- [TEXT PASSAGE]:
Start of Block

American politician (1830–1895)

Milton Barnes (April 26, 1830 – June 2, 1895) was a Republican politician who was Ohio Secretary of State from 1877 to 1881.

Milton Barnes was born April 26, 1830, in Barnesville, Ohio. He attended country schools and at eighteen became a teacher, and at nineteen attended Allegheny College at Meadville, Pennsylvania, but went home due to failing health. He studied law and higher mathematics at an academy at Salem, Ohio, then at a law office in Mount Vernon, Ohio, and was admitted to the bar in January, 1859. He moved to Cambridge, Ohio, and opened a law office.

At the start of the American Civil War, Barnes raised a company and enlisted as captain in the Sixty-second Ohio Volunteer Infantry. This unit participated in the first Federal invasion of the Shenandoah Valley in the spring of 1862. In mid-1862, Milton returned home on sick leave, resigned his command, and re-enlisted in the Ninety-seventh Regiment as lieutenant colonel. He was twice wounded severely, and mustered out June, 1865.

End of Block

- [RECORDS SUPPLIED]:
Start of Block

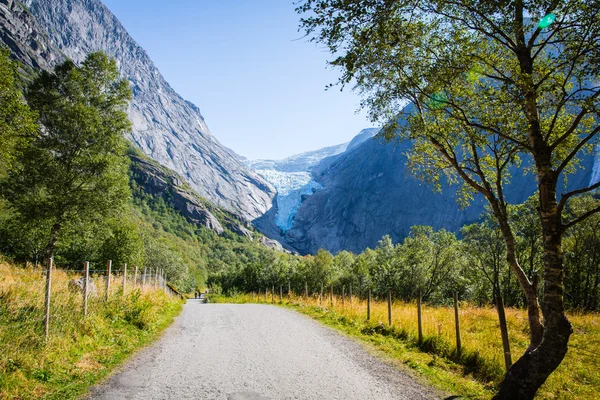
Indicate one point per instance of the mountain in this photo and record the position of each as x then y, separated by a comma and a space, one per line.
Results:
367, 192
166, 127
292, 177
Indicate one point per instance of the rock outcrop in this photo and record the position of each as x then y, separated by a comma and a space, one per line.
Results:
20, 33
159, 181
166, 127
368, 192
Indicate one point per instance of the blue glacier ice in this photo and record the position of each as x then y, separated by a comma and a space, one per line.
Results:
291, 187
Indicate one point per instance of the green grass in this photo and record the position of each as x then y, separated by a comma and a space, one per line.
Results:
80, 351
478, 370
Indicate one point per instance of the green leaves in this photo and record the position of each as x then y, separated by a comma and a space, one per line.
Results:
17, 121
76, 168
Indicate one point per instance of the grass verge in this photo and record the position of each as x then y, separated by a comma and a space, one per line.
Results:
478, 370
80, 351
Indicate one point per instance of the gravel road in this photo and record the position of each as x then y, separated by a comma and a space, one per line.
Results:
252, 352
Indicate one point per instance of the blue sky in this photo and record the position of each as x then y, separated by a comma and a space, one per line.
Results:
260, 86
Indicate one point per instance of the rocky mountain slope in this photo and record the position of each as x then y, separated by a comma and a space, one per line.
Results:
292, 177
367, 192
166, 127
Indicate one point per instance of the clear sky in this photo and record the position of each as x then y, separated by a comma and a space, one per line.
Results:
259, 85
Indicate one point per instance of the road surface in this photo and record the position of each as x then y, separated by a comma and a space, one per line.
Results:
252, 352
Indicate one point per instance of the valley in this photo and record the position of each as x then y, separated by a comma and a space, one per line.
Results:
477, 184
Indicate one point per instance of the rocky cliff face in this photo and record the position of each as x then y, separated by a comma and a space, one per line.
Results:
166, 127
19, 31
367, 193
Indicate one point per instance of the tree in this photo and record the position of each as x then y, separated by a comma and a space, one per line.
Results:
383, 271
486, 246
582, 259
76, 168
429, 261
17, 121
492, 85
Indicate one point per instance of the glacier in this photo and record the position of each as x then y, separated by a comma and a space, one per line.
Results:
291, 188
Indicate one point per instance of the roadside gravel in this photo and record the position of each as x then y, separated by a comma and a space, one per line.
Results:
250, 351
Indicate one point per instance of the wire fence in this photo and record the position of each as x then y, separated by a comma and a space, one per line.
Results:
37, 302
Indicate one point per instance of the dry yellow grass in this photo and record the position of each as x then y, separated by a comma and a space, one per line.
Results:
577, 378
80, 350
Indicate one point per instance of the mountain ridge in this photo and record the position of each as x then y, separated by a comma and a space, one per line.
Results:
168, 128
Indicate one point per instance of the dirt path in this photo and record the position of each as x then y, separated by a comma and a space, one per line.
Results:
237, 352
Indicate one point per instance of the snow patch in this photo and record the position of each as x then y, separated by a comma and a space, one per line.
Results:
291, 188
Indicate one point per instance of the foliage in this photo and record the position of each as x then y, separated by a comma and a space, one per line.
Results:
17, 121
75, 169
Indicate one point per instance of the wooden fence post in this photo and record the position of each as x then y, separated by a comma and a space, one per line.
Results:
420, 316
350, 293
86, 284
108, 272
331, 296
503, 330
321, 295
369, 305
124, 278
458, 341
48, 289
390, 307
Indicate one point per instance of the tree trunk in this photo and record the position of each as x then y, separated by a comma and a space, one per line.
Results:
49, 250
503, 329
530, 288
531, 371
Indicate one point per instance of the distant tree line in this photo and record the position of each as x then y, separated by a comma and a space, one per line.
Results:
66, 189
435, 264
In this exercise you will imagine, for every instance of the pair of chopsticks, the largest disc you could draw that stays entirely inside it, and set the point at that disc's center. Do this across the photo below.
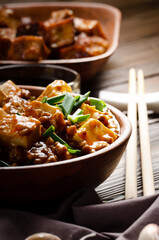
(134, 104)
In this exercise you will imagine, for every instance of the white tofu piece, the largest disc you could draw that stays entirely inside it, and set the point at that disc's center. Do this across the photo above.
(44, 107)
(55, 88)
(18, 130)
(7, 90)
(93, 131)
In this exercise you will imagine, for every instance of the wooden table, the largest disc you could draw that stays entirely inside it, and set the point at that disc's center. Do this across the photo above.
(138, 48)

End of Block

- [WHAT YOU NEED TO DO]:
In the passage on Milton Barnes, in which regiment did he re-enlist as lieutenant colonel? Answer from the text alone.

- [RESULT OF THE EXERCISE]:
The Ninety-seventh Regiment.